EXERCISE GOAL.
Copy every one of the following entries word for word, without changing anything.
---
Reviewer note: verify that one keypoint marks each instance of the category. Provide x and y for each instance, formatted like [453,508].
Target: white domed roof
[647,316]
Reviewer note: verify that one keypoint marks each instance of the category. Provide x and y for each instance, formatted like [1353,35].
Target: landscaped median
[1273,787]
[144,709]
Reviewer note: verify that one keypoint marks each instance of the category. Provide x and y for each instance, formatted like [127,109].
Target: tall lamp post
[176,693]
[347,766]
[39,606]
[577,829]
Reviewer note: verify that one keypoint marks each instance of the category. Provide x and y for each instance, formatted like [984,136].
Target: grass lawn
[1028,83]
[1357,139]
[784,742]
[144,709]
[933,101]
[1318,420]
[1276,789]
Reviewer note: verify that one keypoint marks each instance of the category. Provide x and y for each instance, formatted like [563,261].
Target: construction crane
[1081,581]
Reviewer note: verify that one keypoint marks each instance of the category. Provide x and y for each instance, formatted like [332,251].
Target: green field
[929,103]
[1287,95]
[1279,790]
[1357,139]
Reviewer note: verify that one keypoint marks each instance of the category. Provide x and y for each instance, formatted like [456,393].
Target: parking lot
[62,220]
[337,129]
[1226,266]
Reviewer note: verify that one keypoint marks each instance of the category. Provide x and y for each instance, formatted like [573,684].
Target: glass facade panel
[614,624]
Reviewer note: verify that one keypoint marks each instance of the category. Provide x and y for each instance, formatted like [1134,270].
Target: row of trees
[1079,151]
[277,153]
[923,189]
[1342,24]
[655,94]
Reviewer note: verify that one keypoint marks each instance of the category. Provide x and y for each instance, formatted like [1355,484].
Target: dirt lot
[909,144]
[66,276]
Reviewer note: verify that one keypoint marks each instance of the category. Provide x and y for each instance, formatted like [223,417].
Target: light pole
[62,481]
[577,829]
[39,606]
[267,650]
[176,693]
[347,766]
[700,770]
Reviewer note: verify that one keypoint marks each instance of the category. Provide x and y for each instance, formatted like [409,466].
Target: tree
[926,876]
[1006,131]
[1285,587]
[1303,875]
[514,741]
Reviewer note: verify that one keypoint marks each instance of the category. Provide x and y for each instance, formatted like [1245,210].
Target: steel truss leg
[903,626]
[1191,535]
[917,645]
---
FULL OUTPUT.
Reviewer note: verify that one keypoint marks each instance of the category. Provide x and y for each instance, formatted like [453,508].
Target: white domed roof
[647,316]
Reviewer note: verify that one keypoint marks each instance of the category. Provide x and y for each instance, formatted like [1353,35].
Target: landscaped median
[1273,787]
[144,709]
Reviewer note: verify that one keypoint marks each instance of the category. Provide x and y for each instance, formatted like [127,109].
Target: tall lamp post
[176,693]
[347,766]
[39,606]
[577,829]
Reviewer note: verify that one keypoint marks each instance of the category. Provide x and y for each instance, formatted like [984,136].
Target: grass lawn
[1028,83]
[1357,139]
[784,742]
[144,709]
[933,101]
[1318,420]
[1276,789]
Reviewer note: verify that one keypoint marks each instance of the category. Provide x and y for each instance, formatted like [563,261].
Target: construction crane
[1081,581]
Reviewer note: verify that one keypoint marks each instance of the category. Provide x and y for each instance, formatted like [332,251].
Target: green field
[929,103]
[1287,95]
[1279,790]
[1357,139]
Reviewer note: verify that one keypoint marks each instance of the category. Provide x and y for each instance, formatted like [456,393].
Target: parking lot
[62,220]
[337,129]
[1226,266]
Reviewer note: verify that one keypoint marks each instance of the category. Provide x and y for each instance, formatted like [573,684].
Target: glass facade panel
[614,624]
Reviewer note: verify that one keypoint marks each instance of the category. Provide x and y for each instance, formatted like [1134,270].
Target: row of trees
[1079,151]
[277,153]
[923,189]
[1342,24]
[655,94]
Reviewer note: verify that one keypoint marks each instance of the category. Provide x and y for each instance, formatted like [1355,484].
Target: dirt lot
[909,144]
[66,276]
Reviewer note: verify that one keypoint marks each instance of the category. Provide x and y for each instance, formatted like [223,417].
Target: light pole
[62,481]
[577,829]
[39,606]
[267,650]
[176,693]
[347,766]
[700,770]
Reviewer note: verify that one keypoint marks each instance of the category. Provide x and y for each instance, formatted like [409,466].
Target: tree
[926,876]
[1006,131]
[1285,587]
[1303,875]
[514,741]
Reviewer note: verify that one keypoint marks each instance of the category. Provide x and y for each instance, formatted like [1245,210].
Target: steel truss leg
[903,626]
[1191,535]
[917,645]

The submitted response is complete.